_Supplied information_
— START —
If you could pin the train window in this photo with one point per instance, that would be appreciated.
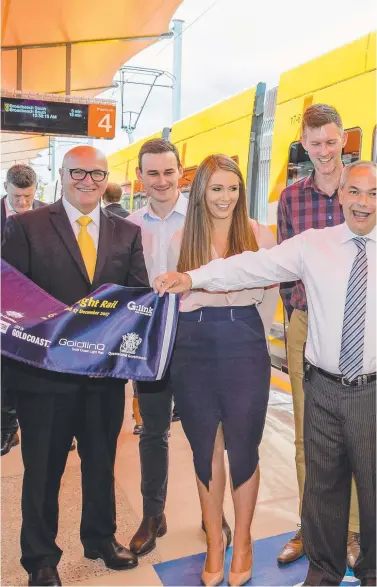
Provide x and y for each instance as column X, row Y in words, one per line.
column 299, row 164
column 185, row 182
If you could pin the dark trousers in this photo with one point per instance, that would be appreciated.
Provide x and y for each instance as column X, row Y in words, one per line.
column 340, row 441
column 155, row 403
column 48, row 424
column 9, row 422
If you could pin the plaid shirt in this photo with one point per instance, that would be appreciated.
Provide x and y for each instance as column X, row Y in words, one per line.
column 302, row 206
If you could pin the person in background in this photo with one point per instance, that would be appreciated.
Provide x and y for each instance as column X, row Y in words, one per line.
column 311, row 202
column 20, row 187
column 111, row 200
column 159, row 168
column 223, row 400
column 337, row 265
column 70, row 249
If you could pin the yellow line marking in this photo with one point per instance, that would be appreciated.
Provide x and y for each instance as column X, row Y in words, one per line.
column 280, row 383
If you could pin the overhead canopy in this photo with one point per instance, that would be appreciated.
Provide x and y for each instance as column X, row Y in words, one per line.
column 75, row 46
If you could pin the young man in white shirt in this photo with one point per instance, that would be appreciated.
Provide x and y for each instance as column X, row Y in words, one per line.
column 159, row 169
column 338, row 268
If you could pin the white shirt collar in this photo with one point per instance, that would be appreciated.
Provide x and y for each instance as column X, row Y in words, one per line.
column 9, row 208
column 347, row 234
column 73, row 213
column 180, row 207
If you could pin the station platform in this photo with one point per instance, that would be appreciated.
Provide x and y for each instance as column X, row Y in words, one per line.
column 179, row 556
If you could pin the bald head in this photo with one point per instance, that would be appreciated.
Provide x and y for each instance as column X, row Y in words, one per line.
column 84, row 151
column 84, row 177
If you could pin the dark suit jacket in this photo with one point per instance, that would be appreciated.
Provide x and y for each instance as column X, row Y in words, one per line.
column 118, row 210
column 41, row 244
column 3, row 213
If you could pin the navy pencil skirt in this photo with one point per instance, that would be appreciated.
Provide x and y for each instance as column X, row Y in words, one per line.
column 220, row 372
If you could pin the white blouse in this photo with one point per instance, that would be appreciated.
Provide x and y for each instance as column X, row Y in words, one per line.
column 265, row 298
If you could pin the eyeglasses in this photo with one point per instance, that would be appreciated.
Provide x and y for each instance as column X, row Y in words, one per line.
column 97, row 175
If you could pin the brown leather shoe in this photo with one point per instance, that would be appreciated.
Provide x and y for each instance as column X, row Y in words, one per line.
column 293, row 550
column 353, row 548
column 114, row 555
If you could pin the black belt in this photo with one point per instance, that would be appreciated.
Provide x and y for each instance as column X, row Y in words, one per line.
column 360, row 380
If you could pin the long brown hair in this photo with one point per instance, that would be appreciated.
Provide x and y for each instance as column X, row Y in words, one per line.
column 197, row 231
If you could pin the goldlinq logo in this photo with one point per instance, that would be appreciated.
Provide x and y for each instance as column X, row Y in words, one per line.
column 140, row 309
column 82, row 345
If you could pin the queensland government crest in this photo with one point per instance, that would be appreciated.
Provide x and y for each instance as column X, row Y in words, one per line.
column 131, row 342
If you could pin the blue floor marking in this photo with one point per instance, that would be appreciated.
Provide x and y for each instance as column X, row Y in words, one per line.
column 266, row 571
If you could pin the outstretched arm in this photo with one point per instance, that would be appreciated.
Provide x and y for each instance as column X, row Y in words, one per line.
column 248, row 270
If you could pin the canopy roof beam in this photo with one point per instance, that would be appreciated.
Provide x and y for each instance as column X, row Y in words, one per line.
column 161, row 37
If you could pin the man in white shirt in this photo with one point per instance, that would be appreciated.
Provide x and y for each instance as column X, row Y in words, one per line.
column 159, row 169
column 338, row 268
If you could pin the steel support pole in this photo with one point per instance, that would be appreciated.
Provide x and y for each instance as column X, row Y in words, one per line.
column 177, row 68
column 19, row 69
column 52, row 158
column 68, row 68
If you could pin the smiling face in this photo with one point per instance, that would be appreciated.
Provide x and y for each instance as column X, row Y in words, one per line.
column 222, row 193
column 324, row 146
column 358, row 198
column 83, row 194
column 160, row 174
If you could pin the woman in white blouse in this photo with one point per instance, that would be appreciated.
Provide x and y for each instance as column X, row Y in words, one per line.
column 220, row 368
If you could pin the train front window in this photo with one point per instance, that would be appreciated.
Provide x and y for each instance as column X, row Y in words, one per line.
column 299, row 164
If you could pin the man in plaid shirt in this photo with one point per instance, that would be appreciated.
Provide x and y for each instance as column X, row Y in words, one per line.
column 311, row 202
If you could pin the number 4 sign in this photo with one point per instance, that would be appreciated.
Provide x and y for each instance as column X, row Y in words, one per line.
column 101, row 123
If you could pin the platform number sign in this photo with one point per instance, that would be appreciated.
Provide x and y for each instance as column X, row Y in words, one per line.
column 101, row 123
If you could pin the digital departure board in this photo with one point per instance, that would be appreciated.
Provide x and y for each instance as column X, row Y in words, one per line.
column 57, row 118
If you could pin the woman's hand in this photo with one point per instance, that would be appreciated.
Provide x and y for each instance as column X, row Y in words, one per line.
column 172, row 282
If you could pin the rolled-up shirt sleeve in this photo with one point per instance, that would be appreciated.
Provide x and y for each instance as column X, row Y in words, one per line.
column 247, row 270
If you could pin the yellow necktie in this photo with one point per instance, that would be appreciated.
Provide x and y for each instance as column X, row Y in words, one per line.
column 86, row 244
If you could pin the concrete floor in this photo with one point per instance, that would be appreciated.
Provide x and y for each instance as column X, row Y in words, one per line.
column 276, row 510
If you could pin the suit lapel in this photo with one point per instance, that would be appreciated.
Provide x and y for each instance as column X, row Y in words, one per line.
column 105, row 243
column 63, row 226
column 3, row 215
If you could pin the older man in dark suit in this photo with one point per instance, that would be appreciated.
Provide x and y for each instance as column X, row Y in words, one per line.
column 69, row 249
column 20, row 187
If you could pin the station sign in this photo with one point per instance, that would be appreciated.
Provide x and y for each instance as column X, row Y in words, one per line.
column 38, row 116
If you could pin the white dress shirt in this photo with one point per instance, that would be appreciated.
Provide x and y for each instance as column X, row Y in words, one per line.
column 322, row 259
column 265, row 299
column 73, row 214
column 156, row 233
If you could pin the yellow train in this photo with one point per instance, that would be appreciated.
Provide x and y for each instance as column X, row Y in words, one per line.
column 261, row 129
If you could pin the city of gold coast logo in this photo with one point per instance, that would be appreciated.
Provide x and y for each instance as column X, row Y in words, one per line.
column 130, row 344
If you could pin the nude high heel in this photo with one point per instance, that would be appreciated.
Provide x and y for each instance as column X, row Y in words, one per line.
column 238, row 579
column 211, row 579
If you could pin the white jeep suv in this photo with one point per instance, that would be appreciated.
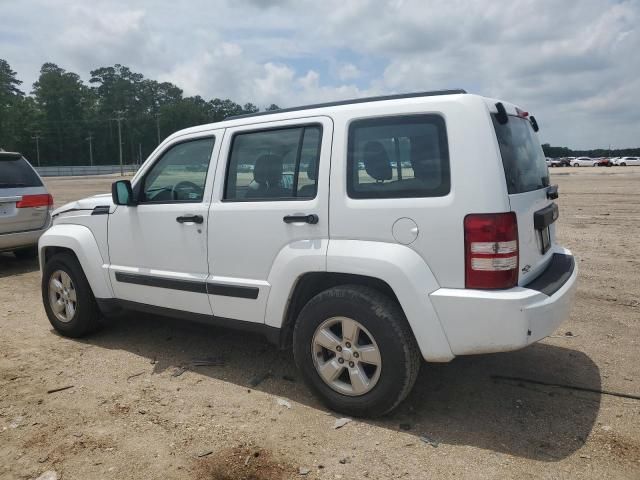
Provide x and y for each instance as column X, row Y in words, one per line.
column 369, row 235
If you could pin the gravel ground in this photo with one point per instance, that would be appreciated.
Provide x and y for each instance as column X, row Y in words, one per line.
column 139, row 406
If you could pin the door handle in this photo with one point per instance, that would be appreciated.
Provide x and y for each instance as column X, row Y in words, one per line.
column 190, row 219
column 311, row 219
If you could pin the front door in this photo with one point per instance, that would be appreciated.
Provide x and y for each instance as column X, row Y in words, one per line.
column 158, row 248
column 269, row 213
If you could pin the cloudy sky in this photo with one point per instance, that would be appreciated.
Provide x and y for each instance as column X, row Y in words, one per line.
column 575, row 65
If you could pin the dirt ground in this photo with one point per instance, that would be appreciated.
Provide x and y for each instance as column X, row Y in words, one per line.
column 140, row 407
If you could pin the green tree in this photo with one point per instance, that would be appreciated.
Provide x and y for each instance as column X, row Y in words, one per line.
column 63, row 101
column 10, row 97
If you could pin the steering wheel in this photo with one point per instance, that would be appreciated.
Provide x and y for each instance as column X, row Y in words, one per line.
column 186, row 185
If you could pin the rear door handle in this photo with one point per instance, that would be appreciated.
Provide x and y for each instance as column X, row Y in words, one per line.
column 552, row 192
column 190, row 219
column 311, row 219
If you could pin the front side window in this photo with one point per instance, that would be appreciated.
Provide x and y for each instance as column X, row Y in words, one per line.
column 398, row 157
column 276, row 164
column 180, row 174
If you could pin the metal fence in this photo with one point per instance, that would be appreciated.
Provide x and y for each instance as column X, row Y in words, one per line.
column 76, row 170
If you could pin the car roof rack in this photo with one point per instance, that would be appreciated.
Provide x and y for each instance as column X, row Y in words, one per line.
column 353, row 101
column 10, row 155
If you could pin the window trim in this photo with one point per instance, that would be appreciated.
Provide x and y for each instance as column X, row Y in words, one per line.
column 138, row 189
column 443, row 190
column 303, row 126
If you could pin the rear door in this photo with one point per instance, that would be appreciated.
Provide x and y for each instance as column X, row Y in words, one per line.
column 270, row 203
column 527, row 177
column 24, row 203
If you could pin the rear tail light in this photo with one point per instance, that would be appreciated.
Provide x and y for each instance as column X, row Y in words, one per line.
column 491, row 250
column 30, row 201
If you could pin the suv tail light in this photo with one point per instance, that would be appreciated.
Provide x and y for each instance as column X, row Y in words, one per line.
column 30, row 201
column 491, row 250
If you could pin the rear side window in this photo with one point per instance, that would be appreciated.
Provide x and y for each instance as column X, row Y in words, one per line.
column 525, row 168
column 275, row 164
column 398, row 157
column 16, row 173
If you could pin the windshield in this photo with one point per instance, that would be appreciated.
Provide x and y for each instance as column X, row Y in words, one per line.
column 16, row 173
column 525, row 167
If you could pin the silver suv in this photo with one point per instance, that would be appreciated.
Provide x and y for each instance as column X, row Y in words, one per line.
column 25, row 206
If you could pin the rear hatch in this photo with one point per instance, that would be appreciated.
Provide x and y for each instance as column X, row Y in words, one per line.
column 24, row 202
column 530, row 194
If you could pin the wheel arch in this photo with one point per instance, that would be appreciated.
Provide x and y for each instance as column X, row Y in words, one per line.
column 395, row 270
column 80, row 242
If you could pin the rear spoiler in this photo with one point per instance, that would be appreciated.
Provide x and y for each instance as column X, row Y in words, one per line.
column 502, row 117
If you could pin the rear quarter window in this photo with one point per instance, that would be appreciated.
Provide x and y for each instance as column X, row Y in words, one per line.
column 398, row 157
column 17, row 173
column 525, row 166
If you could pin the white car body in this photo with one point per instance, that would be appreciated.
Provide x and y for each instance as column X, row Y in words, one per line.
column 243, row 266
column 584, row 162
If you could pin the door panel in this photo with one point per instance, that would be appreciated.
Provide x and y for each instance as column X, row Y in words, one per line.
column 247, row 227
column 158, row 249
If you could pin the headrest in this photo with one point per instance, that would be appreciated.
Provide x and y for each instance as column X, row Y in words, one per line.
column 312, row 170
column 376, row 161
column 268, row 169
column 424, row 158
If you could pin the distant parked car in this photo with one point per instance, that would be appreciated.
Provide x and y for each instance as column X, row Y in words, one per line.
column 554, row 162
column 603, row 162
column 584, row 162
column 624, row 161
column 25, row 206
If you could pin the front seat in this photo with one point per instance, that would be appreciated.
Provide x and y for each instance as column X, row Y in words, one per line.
— END —
_Given request_
Starting with the line that contains "If you could pin the green" and going on through the line that contains "column 186, row 185", give only those lines of the listing again, renaming "steering wheel" to "gear lever" and leaving everything else as it stands.

_Correct answer_
If you could pin the green tree in this photo with one point per instance, that would be appreciated.
Provide x and y for each instance as column X, row Y in words, one per line.
column 63, row 101
column 10, row 97
If you could pin the gear lever in this photo with one point per instance, that would be appreciated.
Provide x and y for each instance as column X, row Y in words, one per line.
column 186, row 185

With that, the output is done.